--- START ---

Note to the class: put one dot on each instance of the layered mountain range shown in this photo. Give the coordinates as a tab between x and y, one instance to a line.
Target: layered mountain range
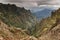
17	23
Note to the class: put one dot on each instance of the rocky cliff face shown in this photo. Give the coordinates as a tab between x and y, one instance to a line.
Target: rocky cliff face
12	15
19	24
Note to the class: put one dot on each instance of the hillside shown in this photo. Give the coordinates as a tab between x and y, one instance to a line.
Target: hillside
19	17
47	24
17	23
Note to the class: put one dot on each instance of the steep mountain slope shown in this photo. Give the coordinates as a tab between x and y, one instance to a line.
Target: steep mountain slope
13	33
48	24
53	34
43	12
16	16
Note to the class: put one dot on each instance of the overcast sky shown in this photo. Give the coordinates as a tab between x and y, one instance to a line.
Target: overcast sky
33	3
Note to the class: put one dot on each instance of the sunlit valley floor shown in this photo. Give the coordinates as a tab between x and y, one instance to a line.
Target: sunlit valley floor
17	23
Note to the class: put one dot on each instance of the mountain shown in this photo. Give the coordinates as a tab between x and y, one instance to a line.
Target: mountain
17	23
18	17
43	13
47	24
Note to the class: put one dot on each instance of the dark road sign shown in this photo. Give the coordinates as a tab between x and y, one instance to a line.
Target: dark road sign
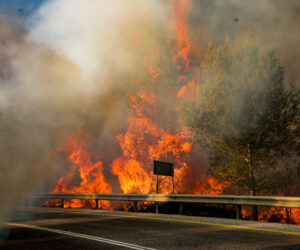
163	168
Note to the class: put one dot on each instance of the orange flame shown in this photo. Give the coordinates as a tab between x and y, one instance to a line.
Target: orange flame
146	138
92	179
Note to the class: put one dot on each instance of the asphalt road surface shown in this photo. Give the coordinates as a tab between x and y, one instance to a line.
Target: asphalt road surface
52	228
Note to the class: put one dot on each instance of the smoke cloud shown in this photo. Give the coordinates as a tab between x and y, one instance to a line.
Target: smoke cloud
69	68
71	65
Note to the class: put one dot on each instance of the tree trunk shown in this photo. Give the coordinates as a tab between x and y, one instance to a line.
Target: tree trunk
252	190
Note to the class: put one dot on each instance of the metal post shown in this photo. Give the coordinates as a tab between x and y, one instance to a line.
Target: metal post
135	206
238	210
157	184
181	207
156	204
172	184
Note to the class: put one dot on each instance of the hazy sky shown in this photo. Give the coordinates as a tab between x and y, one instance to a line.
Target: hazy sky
19	7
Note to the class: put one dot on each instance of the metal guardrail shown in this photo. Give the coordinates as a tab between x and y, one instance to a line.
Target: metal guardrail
268	201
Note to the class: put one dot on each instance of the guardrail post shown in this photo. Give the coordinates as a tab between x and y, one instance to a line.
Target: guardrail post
135	206
181	207
238	210
62	203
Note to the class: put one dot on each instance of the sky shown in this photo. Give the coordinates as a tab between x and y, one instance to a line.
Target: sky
19	7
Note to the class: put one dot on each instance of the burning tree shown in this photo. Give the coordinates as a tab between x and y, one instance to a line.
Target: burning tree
244	117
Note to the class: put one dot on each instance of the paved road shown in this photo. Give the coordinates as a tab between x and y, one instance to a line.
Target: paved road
44	228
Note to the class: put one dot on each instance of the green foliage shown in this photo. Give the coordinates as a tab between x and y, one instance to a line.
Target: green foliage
244	117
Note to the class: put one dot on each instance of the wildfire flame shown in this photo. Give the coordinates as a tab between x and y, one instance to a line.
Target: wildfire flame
146	138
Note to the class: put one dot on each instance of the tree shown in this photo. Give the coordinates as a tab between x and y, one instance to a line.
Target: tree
243	116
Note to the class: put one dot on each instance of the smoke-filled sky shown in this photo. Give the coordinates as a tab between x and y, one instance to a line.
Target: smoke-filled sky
69	64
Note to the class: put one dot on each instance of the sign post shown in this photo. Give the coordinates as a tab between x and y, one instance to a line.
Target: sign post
163	168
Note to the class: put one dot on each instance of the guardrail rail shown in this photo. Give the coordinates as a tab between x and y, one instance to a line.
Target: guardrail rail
237	200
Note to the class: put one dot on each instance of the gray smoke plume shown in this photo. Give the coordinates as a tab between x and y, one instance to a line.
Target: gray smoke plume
73	62
69	67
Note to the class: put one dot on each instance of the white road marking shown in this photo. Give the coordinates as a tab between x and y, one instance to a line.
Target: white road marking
85	236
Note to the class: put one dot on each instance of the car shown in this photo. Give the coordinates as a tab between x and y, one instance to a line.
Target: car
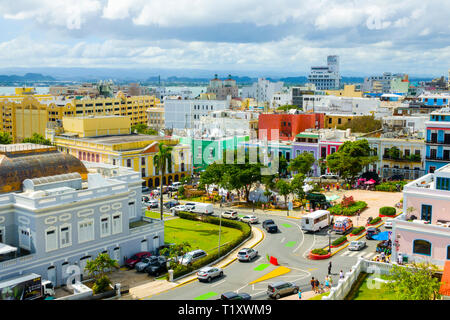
145	189
192	256
235	296
209	273
157	266
145	262
270	226
357	245
131	262
388	223
249	219
371	232
170	204
247	254
281	288
153	203
230	214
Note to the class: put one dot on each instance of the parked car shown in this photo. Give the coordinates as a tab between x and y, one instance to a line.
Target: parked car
235	296
131	262
249	219
247	254
209	273
278	289
388	223
170	204
157	266
371	232
153	203
192	256
357	245
144	263
270	226
230	214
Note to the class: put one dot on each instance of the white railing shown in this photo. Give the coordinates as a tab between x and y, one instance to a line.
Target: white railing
345	285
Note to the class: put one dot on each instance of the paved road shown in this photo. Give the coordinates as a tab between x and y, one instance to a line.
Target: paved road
290	246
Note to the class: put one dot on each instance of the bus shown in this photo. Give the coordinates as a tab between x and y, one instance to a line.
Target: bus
316	220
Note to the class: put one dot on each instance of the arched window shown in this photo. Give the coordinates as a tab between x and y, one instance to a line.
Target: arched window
422	247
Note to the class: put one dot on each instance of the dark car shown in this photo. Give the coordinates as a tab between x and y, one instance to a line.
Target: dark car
235	296
270	226
157	267
131	262
170	204
371	232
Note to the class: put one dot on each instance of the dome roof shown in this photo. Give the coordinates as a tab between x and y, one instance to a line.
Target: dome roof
14	170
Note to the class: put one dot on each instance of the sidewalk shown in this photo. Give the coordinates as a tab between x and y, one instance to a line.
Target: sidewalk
158	286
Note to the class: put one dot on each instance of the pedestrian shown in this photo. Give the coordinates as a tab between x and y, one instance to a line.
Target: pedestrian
313	284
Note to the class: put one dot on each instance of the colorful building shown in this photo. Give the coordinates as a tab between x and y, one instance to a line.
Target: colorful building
422	233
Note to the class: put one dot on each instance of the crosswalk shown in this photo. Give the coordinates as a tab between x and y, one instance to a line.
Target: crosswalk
357	254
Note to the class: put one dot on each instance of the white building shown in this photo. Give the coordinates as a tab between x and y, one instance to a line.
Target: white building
181	114
262	91
326	77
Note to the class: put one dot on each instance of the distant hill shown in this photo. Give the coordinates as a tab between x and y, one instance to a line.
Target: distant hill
26	77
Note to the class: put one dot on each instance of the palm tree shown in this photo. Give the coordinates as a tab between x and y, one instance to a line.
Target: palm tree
162	160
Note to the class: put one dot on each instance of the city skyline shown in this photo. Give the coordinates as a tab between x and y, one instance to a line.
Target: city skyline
286	37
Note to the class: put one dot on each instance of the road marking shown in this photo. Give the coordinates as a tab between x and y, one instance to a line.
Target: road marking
206	296
261	267
272	274
216	284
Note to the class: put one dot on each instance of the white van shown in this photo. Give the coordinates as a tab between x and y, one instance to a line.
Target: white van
316	220
202	208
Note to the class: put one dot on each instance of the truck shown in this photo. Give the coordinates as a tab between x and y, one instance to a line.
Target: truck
27	287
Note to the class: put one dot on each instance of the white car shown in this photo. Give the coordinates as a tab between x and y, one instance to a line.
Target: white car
208	273
249	219
230	215
388	223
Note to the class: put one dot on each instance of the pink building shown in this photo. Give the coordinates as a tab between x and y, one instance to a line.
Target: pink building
422	233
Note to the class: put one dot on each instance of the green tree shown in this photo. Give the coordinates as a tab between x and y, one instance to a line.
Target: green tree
5	138
162	161
302	163
284	189
350	159
415	283
99	269
37	139
297	185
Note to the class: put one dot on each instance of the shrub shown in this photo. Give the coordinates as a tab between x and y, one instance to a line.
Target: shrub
375	221
319	251
357	230
339	241
181	270
387	211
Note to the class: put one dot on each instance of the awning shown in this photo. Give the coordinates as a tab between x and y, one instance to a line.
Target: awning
5	249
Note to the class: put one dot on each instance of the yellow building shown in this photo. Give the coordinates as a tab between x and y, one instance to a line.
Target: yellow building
129	150
348	91
22	115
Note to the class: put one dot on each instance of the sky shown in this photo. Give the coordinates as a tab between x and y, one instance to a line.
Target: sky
283	36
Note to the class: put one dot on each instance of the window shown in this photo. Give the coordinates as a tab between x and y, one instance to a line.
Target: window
422	247
117	223
65	235
51	239
105	227
86	231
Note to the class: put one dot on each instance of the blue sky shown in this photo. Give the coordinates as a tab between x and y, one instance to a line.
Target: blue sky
286	36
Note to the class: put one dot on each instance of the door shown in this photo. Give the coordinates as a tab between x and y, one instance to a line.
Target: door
155	243
51	274
144	246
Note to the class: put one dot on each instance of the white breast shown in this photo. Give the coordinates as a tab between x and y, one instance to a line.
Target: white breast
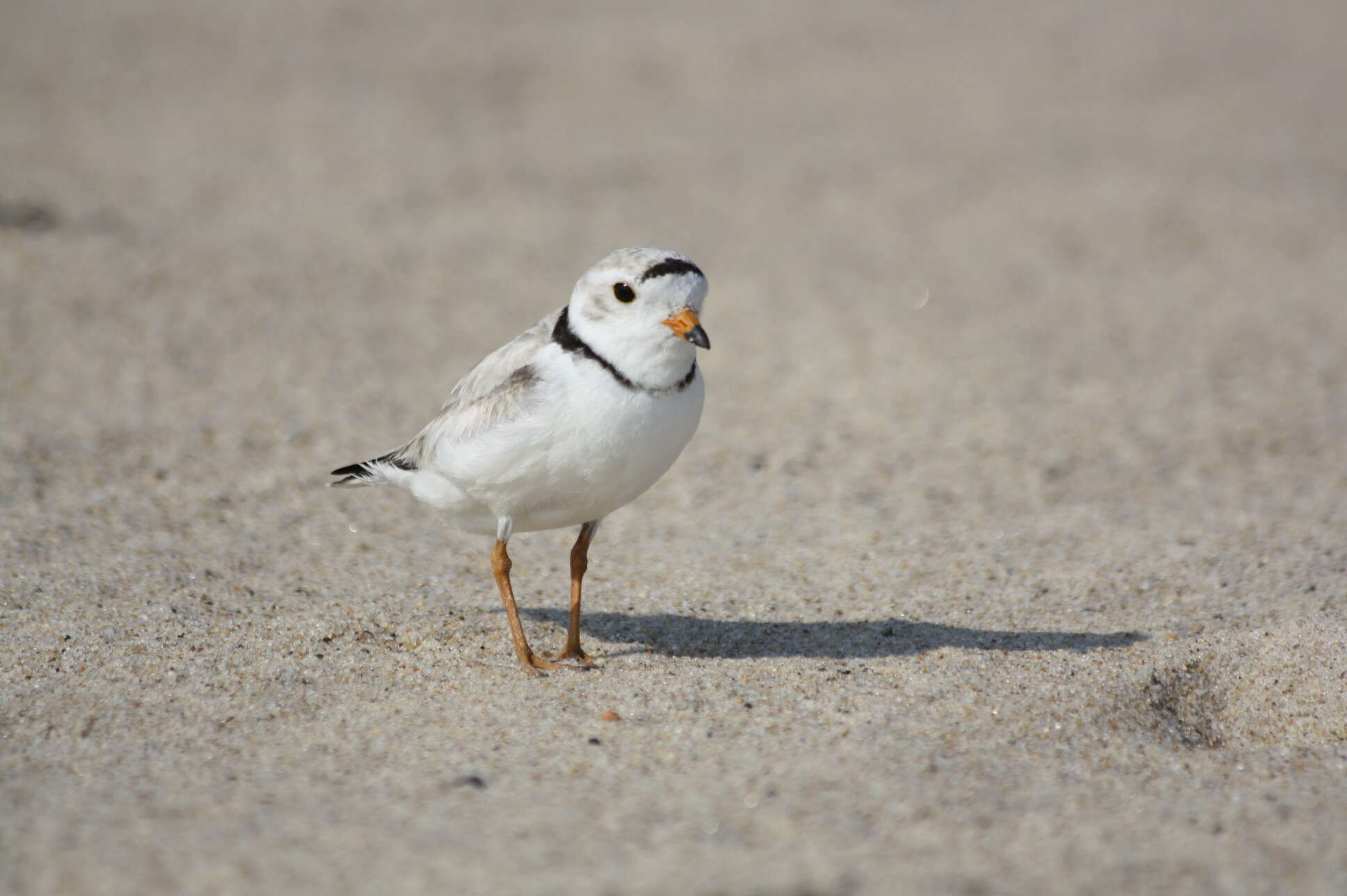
588	448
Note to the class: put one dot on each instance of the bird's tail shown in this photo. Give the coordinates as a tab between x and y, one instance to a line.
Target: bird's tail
371	472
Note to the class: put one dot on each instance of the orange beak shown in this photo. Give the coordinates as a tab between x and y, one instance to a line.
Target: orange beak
686	325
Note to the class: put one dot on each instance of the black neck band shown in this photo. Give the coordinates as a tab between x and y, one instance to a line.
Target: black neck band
570	341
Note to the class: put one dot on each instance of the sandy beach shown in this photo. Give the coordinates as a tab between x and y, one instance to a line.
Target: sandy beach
1010	555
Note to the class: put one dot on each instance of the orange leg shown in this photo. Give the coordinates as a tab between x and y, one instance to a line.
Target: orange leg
529	662
580	562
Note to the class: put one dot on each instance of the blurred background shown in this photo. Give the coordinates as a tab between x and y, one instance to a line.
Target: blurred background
969	260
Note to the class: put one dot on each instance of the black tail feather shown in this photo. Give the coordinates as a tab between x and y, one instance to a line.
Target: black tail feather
362	472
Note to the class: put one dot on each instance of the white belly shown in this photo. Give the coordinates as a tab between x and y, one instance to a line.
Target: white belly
589	448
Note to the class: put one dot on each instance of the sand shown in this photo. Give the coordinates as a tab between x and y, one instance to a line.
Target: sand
1010	555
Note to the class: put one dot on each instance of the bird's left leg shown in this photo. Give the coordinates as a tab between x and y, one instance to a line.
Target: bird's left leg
580	562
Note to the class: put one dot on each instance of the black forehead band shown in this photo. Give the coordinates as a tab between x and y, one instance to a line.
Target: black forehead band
671	266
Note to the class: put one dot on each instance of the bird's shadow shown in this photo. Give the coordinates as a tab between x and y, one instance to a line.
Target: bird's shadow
676	635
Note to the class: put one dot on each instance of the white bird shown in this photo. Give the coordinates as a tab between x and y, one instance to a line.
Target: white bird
568	422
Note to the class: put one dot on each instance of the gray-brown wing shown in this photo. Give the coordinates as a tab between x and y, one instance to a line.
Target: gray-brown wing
492	392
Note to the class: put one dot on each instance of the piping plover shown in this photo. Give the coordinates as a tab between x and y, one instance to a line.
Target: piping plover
568	422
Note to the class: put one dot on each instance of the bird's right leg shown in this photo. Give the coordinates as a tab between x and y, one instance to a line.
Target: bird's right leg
528	661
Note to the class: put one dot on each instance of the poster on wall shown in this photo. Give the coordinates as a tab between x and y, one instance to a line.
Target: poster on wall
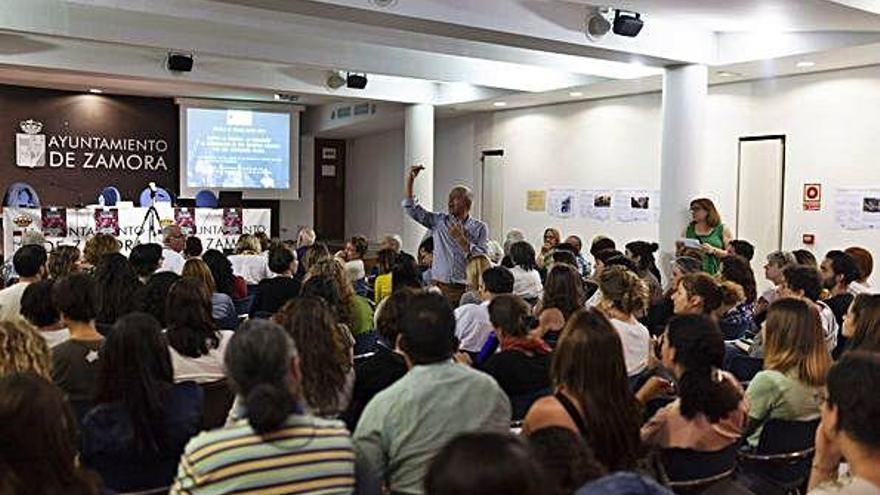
561	203
636	205
857	209
54	221
595	204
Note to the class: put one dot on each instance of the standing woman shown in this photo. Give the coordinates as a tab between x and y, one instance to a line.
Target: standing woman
707	228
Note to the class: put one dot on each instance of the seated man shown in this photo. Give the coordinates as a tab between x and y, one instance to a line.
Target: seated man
405	425
850	429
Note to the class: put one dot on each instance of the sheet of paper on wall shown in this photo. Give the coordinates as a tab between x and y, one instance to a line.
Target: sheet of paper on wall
636	205
561	203
536	200
595	203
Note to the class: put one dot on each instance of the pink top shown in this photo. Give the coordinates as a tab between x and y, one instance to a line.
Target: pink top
669	429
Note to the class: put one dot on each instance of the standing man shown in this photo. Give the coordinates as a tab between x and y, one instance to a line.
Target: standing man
456	236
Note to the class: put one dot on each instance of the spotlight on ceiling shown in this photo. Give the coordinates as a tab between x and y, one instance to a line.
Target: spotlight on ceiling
597	25
627	23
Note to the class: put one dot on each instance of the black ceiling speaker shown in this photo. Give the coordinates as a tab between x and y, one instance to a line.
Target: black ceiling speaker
356	81
627	23
179	62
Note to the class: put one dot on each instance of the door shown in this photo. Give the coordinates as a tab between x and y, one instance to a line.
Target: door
760	198
330	189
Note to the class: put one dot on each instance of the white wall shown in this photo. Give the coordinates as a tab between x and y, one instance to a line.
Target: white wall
829	121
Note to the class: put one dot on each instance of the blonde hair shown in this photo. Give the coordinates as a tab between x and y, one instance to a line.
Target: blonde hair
23	349
793	339
196	268
475	268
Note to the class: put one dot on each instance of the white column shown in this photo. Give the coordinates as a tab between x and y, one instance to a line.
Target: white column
418	150
684	107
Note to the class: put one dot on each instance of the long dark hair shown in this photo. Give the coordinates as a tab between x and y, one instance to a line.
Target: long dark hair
258	364
192	330
135	369
563	290
699	349
117	286
38	451
324	352
221	269
589	364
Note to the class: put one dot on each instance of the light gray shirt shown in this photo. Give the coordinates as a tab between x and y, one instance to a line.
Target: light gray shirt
405	425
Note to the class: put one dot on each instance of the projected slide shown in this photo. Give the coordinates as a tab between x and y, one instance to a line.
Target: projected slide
240	149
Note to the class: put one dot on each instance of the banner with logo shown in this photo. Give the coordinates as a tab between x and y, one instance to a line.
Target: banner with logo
132	224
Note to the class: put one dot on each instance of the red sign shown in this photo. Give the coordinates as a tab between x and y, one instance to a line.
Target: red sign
812	197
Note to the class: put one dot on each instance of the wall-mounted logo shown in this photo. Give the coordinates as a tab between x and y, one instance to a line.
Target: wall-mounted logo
30	145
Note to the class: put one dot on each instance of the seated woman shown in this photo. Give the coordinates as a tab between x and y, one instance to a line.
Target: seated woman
37	440
275	446
141	420
795	364
593	396
222	307
624	299
709	413
522	366
195	343
325	355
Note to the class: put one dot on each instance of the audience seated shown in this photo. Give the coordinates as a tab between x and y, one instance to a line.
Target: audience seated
624	298
526	279
117	288
325	359
592	396
38	308
477	264
472	322
196	345
30	265
141	421
37	440
709	413
23	351
522	365
566	459
275	447
441	398
272	293
849	431
481	463
795	364
222	308
75	362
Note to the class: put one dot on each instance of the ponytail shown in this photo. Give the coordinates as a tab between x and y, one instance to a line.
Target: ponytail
699	349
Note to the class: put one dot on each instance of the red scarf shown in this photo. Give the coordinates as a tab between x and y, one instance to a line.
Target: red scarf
527	345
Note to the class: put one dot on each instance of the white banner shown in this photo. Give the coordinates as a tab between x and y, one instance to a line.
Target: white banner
81	225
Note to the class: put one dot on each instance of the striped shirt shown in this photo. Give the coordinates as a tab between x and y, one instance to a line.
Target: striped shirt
306	455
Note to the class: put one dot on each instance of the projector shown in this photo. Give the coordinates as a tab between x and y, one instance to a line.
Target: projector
627	23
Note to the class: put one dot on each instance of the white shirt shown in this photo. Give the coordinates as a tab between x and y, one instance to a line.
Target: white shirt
636	342
10	301
172	261
472	326
203	369
527	284
253	268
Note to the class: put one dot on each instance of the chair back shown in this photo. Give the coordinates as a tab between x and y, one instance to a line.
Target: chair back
206	199
218	398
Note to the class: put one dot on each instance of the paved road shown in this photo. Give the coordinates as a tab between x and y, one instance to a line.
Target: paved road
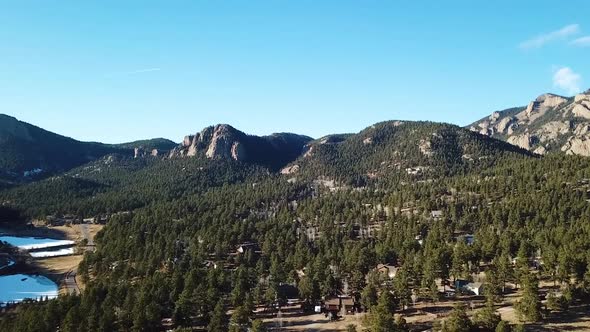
86	234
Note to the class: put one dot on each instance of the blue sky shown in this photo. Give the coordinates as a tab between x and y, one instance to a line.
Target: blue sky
117	71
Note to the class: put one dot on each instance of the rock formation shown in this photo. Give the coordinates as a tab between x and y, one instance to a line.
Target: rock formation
547	124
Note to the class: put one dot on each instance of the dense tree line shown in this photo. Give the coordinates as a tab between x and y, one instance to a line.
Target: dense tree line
157	261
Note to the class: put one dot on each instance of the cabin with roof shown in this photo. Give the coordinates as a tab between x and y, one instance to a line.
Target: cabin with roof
250	246
386	270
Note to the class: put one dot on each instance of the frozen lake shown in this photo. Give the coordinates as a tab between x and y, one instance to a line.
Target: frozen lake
17	287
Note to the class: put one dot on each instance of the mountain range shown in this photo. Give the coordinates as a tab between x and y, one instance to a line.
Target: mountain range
548	124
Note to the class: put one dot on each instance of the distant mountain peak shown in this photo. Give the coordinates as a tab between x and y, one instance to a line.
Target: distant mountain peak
549	123
223	141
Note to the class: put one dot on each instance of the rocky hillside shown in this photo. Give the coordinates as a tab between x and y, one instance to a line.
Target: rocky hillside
550	123
399	149
225	142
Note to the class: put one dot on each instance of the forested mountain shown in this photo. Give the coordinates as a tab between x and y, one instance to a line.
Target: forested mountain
340	206
225	142
550	123
385	152
398	148
26	150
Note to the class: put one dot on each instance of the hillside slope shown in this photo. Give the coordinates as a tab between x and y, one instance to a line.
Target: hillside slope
225	142
26	150
550	123
401	149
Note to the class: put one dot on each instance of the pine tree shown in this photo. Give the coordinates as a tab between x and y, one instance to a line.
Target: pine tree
458	321
528	307
218	322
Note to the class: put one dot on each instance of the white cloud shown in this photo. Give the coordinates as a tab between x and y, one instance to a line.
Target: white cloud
582	41
543	39
566	79
133	72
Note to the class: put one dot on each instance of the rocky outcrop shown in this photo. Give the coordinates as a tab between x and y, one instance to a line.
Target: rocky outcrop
225	142
141	152
548	123
523	141
426	147
577	145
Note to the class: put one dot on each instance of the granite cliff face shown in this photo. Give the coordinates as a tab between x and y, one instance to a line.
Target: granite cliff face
550	123
225	142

--- END ---

CHALLENGE
Express everything in the material from the line containing "of the pine" down to its last line as a JSON list of strings, one string per line, leaving out any blank lines.

EXPECTED ANSWER
[
  "Note to the class: put one dot on each instance of the pine tree shown in this photo. Give the coordinates as a tab between x and y, one instance to a line.",
  "Target: pine tree",
  "458\t321",
  "528\t307",
  "218\t322",
  "Note to the class: put one dot on each instance of the white cloud shown in this photo. Give the coordinates as a tab between x and y, one instance to a line.",
  "Target: white cloud",
  "582\t41",
  "543\t39",
  "566\t79",
  "133\t72",
  "Note to the class: put one dot on each instance of the rocky outcrop shown in this photo. Give the coordinates as a tab between x and y, one instance to a line.",
  "Target: rocky outcrop",
  "225\t142",
  "141\t152",
  "548\t123",
  "523\t141",
  "426\t147",
  "577\t145",
  "Note to the class: put one dot on each instance of the granite cliff face shown in this photo. Give the coordinates as a tab between x and y, one instance to a line.",
  "Target: granite cliff face",
  "550\t123",
  "225\t142"
]